▶ _Requirement_
Using the listing below, retype the line bearing "Check that every instance of the baked" and each line after it, word for word, and nothing further.

▶ _Given data_
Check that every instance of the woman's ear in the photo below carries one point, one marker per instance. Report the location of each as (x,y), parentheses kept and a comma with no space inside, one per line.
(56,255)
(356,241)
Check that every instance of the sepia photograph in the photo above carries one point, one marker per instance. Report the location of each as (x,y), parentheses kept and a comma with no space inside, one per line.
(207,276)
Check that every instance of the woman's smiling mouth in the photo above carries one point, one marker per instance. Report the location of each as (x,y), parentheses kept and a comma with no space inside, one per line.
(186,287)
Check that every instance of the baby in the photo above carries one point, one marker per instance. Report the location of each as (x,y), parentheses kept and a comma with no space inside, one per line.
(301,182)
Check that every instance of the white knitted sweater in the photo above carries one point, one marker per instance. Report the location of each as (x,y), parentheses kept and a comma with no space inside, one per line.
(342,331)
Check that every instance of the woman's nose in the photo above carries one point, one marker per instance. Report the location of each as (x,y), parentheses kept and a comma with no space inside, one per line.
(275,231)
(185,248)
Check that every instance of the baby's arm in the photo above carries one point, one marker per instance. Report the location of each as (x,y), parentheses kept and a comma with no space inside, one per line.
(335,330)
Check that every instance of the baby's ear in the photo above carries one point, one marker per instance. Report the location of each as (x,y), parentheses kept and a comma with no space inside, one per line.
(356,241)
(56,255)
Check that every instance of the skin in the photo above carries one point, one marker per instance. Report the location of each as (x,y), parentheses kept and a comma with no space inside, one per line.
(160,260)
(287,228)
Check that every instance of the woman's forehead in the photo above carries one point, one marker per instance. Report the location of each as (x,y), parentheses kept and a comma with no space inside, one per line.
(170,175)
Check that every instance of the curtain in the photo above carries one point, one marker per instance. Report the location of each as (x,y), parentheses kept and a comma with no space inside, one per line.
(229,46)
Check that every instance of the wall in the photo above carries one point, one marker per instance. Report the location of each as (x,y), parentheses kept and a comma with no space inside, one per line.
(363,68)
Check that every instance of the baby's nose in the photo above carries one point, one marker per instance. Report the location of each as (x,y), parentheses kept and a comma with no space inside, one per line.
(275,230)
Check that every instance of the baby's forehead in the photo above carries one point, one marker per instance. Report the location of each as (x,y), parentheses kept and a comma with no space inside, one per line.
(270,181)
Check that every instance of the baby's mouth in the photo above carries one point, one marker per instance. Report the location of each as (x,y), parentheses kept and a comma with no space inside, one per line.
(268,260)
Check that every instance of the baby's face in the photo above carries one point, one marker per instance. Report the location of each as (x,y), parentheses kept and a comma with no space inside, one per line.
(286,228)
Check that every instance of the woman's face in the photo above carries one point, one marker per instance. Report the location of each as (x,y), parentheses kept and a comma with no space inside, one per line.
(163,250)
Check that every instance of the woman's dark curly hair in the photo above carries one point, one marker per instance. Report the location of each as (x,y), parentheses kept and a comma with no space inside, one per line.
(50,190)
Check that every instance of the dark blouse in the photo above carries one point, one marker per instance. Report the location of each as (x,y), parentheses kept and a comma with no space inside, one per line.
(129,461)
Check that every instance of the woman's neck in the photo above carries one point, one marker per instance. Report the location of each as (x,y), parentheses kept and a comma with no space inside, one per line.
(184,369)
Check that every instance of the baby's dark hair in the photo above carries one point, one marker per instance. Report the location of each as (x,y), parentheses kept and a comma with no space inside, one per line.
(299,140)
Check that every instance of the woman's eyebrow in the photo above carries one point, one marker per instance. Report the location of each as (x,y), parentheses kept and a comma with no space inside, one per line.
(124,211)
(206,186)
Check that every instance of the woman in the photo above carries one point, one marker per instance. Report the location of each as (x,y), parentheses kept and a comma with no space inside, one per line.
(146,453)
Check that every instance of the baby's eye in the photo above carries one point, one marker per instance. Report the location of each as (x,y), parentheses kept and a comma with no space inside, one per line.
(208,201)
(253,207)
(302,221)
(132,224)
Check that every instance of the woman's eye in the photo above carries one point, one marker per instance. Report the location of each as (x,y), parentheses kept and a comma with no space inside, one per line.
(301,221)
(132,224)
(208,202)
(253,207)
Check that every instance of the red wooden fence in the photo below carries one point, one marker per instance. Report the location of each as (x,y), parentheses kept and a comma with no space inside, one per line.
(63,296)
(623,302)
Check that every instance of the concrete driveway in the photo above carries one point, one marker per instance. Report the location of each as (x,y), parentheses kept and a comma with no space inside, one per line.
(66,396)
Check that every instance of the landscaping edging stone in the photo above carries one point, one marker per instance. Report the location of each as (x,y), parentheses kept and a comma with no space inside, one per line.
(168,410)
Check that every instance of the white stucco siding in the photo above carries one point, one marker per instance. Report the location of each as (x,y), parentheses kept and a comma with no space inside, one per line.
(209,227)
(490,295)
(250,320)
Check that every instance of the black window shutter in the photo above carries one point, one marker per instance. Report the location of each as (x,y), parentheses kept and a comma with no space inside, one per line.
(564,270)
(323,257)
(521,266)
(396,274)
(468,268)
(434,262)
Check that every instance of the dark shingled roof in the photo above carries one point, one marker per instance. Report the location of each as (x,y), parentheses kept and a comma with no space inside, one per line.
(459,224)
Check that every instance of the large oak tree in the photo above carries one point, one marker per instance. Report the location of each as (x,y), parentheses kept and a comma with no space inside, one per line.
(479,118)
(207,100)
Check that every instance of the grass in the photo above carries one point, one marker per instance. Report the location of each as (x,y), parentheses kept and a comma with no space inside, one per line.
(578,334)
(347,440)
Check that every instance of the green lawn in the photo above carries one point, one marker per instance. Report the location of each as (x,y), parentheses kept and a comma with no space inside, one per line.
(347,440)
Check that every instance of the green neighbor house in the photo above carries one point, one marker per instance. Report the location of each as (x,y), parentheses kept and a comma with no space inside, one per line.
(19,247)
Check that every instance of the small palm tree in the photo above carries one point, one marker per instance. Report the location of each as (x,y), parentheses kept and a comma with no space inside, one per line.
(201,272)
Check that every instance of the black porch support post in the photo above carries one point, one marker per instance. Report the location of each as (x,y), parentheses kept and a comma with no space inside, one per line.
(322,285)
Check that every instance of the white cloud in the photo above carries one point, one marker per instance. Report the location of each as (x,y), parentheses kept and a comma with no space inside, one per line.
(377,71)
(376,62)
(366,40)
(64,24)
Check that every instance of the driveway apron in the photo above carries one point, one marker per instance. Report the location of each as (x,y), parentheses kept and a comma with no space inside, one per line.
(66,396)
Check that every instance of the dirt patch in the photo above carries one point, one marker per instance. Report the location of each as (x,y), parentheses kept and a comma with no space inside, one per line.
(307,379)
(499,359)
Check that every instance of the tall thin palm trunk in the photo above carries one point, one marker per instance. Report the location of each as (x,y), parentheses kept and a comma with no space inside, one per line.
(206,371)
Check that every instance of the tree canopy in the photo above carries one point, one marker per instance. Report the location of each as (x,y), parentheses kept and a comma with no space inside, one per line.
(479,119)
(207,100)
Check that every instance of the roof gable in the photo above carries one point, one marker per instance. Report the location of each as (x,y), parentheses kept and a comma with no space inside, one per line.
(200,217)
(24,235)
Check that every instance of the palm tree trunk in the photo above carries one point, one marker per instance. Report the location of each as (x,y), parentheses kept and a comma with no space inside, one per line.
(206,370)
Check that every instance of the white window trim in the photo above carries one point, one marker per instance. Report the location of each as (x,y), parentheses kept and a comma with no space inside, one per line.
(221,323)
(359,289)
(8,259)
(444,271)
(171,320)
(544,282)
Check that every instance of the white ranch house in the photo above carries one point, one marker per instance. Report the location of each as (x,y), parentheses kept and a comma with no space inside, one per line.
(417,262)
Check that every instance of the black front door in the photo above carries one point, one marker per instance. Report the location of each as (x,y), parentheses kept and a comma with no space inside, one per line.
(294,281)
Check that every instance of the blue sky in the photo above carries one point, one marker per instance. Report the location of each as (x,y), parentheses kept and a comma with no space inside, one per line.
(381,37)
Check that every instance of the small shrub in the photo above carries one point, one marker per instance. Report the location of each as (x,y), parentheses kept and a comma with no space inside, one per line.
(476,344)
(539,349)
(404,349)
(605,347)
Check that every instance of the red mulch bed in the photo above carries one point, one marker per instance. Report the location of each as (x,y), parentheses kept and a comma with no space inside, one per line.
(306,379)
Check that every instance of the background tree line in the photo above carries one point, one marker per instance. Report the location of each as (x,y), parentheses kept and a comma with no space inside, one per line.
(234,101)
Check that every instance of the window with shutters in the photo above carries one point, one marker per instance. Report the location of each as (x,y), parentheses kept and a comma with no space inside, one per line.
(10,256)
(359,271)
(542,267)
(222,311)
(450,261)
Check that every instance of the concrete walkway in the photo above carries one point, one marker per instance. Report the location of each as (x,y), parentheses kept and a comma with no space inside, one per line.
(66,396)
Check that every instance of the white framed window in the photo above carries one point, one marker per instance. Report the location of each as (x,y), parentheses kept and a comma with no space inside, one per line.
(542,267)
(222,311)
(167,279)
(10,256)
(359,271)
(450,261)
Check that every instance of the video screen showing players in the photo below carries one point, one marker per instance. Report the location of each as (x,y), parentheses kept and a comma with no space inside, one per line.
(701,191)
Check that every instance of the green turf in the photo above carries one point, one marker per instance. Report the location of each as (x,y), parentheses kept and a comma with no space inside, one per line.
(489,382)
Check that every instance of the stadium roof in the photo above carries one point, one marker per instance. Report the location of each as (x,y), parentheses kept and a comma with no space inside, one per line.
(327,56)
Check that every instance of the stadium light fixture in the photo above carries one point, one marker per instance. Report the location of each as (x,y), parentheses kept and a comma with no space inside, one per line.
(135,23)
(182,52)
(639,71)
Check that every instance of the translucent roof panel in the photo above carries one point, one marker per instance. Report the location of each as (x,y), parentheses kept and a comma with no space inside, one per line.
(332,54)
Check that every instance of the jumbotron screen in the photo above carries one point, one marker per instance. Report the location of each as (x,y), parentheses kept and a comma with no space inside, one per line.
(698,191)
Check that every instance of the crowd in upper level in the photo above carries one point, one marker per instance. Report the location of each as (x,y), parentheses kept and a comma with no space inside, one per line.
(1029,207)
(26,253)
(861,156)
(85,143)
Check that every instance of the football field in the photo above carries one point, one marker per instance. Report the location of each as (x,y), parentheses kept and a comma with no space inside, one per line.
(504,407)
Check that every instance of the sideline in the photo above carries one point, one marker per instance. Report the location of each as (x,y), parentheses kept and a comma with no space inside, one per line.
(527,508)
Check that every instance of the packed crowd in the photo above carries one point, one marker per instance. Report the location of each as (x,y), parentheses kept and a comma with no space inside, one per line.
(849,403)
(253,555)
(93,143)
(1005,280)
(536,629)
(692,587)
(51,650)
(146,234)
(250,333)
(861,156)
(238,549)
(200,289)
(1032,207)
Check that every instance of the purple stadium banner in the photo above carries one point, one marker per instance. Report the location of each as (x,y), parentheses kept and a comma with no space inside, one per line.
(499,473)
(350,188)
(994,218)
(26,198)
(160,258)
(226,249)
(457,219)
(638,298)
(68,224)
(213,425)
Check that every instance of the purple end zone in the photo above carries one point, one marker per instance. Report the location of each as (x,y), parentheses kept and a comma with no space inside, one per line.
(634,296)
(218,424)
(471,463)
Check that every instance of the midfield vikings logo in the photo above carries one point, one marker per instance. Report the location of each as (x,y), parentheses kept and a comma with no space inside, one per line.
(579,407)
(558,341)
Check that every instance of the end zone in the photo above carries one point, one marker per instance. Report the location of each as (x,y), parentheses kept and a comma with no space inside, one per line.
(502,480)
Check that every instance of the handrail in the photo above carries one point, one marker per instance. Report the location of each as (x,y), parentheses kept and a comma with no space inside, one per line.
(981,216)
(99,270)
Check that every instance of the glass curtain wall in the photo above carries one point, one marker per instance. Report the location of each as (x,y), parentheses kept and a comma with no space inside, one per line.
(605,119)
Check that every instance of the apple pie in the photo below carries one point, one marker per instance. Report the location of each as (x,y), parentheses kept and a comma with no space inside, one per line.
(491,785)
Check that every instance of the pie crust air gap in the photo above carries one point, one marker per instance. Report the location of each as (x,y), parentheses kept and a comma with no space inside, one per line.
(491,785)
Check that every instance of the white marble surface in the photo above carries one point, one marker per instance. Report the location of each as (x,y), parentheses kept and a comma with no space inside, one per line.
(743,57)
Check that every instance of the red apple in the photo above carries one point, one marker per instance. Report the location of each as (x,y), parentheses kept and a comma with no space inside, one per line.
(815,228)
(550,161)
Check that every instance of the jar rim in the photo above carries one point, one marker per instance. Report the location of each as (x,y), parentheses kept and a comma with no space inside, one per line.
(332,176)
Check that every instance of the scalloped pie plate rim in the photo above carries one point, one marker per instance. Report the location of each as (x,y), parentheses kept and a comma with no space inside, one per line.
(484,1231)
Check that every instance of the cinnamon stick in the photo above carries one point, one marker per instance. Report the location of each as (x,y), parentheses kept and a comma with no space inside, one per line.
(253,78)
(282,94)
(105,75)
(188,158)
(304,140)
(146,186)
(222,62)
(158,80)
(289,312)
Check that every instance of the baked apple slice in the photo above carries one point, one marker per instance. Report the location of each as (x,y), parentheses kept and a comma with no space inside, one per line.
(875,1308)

▶ _Task output_
Check that every instance of the baked apple slice in the photo above carries one point, one marker per instance. Report the location of each as (x,y), parentheses kept and a comma with no space inside, one per line.
(875,1308)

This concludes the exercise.